Dataset entries
^^^^

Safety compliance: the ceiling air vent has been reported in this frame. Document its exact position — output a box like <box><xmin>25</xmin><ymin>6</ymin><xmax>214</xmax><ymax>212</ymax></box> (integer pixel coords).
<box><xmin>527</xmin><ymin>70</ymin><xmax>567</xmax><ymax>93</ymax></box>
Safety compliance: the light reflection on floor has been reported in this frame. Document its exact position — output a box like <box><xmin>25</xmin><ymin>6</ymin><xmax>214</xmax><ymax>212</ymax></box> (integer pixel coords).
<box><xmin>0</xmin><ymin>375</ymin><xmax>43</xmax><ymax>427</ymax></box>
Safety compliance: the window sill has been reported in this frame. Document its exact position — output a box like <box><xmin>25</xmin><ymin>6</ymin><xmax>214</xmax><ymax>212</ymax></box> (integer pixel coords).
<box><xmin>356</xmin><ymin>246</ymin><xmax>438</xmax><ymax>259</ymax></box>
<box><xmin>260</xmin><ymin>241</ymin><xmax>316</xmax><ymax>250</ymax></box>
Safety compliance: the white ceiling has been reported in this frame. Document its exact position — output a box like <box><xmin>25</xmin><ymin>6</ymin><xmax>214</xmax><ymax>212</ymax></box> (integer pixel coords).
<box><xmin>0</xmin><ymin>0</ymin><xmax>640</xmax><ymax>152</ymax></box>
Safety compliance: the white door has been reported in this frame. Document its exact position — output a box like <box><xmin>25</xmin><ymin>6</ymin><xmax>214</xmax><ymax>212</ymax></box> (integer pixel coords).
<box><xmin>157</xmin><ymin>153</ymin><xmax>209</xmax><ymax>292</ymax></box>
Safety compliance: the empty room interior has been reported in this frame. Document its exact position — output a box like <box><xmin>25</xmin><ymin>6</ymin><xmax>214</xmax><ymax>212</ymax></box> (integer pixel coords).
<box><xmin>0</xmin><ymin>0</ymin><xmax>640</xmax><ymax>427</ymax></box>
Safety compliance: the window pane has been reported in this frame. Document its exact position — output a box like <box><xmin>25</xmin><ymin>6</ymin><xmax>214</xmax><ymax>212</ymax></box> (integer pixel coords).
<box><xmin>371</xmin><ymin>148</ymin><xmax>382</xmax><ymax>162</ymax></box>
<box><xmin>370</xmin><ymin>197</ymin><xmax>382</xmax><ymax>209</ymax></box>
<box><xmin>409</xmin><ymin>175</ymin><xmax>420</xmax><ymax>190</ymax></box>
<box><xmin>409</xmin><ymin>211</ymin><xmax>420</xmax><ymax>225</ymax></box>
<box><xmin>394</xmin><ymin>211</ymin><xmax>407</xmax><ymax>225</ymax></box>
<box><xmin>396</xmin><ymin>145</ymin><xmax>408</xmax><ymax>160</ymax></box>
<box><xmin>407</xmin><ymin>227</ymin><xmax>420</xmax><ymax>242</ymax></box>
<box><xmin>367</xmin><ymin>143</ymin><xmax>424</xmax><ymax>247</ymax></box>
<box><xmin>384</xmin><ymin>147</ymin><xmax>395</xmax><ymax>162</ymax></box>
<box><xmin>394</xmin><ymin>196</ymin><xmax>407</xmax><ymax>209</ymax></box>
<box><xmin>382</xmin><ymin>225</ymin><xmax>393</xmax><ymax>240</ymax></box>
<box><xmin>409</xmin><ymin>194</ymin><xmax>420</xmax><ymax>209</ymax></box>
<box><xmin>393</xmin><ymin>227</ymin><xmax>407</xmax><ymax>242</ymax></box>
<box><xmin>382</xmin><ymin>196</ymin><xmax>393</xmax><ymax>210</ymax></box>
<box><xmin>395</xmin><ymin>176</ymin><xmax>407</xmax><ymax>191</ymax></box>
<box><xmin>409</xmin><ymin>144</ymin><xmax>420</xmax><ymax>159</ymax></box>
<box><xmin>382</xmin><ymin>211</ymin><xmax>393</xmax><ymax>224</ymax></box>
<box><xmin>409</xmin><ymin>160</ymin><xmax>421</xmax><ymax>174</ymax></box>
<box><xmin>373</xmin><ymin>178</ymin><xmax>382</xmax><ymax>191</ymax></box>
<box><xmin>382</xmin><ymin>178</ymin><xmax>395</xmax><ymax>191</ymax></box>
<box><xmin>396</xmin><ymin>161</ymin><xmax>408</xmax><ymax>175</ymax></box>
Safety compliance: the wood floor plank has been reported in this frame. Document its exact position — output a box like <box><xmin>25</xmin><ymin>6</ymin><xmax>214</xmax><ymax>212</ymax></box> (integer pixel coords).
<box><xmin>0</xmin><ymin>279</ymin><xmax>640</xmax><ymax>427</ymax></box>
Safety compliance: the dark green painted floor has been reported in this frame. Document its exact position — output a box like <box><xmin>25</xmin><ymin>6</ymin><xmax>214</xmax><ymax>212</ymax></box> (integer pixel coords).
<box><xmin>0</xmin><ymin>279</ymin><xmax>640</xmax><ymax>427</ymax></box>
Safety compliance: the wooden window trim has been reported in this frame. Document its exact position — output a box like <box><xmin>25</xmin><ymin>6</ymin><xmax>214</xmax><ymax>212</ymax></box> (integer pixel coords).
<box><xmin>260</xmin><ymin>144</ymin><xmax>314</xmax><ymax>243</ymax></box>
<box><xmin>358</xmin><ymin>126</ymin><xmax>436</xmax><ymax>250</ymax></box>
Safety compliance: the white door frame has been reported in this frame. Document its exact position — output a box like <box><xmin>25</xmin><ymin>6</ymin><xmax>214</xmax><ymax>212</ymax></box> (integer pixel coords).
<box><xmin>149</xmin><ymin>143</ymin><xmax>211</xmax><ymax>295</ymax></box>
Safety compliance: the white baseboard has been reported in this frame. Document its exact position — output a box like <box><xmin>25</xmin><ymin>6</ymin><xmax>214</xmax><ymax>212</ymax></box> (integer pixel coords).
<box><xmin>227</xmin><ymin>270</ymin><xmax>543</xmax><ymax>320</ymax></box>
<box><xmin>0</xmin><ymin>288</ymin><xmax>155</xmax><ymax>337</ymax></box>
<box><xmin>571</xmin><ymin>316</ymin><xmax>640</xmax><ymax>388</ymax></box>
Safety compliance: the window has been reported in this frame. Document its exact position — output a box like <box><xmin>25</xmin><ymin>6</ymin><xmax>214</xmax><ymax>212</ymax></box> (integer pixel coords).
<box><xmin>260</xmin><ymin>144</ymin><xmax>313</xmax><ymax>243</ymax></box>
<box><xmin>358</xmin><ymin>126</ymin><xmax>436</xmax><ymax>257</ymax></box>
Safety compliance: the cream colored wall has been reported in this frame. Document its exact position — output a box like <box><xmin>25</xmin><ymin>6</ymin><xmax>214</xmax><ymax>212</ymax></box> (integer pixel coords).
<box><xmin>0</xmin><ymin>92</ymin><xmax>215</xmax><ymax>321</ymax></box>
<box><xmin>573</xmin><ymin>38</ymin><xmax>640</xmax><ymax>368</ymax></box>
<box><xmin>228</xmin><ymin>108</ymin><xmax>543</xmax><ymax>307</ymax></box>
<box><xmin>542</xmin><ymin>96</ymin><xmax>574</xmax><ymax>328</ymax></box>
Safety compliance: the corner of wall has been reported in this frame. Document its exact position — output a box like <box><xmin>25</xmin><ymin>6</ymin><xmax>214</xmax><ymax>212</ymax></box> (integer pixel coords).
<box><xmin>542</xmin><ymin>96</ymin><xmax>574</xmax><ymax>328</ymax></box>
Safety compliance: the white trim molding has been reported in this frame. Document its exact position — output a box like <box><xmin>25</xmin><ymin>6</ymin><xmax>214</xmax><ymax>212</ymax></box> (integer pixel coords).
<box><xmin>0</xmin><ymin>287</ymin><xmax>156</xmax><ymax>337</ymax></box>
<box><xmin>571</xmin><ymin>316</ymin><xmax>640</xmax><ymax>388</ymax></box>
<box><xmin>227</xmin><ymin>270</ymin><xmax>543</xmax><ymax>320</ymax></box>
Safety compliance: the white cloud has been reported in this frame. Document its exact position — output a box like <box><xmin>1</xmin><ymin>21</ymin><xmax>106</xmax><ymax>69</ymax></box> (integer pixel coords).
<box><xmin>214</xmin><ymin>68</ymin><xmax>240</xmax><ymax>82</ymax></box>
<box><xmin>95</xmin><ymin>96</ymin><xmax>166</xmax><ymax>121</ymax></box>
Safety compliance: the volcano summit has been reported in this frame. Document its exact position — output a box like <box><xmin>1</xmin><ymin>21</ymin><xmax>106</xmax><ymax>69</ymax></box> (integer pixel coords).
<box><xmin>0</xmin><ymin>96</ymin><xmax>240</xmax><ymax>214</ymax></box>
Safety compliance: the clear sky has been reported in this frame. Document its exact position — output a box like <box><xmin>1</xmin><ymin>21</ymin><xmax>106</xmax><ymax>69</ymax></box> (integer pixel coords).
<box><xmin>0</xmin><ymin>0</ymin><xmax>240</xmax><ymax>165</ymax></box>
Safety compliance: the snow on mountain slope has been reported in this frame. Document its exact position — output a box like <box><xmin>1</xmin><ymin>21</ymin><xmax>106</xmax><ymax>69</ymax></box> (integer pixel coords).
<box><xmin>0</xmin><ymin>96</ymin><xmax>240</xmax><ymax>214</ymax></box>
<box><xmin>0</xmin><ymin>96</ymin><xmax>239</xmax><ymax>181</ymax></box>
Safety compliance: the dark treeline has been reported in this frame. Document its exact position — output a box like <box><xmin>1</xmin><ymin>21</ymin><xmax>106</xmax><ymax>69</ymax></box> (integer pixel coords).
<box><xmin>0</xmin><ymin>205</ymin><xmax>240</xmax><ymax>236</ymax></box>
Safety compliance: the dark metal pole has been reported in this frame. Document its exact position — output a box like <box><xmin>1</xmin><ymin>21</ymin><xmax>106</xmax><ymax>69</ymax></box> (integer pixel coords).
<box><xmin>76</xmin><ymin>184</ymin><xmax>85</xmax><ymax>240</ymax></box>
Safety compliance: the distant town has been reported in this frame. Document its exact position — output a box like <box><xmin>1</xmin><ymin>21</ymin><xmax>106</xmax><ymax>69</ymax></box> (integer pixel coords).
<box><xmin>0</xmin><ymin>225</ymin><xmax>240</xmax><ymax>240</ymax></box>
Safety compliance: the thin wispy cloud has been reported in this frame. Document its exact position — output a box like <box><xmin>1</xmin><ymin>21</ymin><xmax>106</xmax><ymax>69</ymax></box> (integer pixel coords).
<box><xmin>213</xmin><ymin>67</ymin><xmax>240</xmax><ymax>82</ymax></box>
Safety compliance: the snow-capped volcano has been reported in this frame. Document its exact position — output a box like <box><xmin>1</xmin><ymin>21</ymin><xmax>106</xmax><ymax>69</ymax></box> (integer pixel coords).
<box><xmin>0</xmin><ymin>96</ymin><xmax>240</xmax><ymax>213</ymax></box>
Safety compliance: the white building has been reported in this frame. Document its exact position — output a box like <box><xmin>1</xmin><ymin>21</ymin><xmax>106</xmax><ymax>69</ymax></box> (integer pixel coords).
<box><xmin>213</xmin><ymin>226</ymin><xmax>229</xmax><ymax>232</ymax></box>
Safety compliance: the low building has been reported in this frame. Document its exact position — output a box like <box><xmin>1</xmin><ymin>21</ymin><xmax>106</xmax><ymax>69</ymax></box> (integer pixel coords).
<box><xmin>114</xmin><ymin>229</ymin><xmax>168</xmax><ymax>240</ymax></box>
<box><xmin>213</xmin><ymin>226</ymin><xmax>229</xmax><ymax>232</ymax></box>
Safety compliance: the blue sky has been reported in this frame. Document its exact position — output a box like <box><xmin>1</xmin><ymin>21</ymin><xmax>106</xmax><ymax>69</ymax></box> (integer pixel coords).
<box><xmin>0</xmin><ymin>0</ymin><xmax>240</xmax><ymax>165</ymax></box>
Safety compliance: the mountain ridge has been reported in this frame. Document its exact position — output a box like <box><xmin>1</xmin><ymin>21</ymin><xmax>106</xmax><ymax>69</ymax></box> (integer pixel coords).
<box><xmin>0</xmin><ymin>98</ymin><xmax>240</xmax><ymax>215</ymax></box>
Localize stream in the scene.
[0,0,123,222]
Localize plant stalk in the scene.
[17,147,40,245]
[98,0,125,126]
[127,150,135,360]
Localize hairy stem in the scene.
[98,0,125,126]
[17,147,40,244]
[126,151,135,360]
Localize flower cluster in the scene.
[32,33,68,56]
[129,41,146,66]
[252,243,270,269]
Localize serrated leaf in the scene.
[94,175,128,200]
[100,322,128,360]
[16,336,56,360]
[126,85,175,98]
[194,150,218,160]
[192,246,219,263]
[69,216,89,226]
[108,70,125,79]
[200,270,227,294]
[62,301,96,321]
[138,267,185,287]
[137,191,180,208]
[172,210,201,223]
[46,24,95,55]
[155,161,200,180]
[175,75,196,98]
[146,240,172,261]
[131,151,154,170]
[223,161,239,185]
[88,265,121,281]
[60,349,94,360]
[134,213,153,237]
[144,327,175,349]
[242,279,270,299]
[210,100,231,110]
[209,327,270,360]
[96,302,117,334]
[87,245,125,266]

^^^^

SET PROBLEM:
Tally the lines of the listing above that contain the string "dark", treating case as significant. Give only the number.

SOLUTION:
3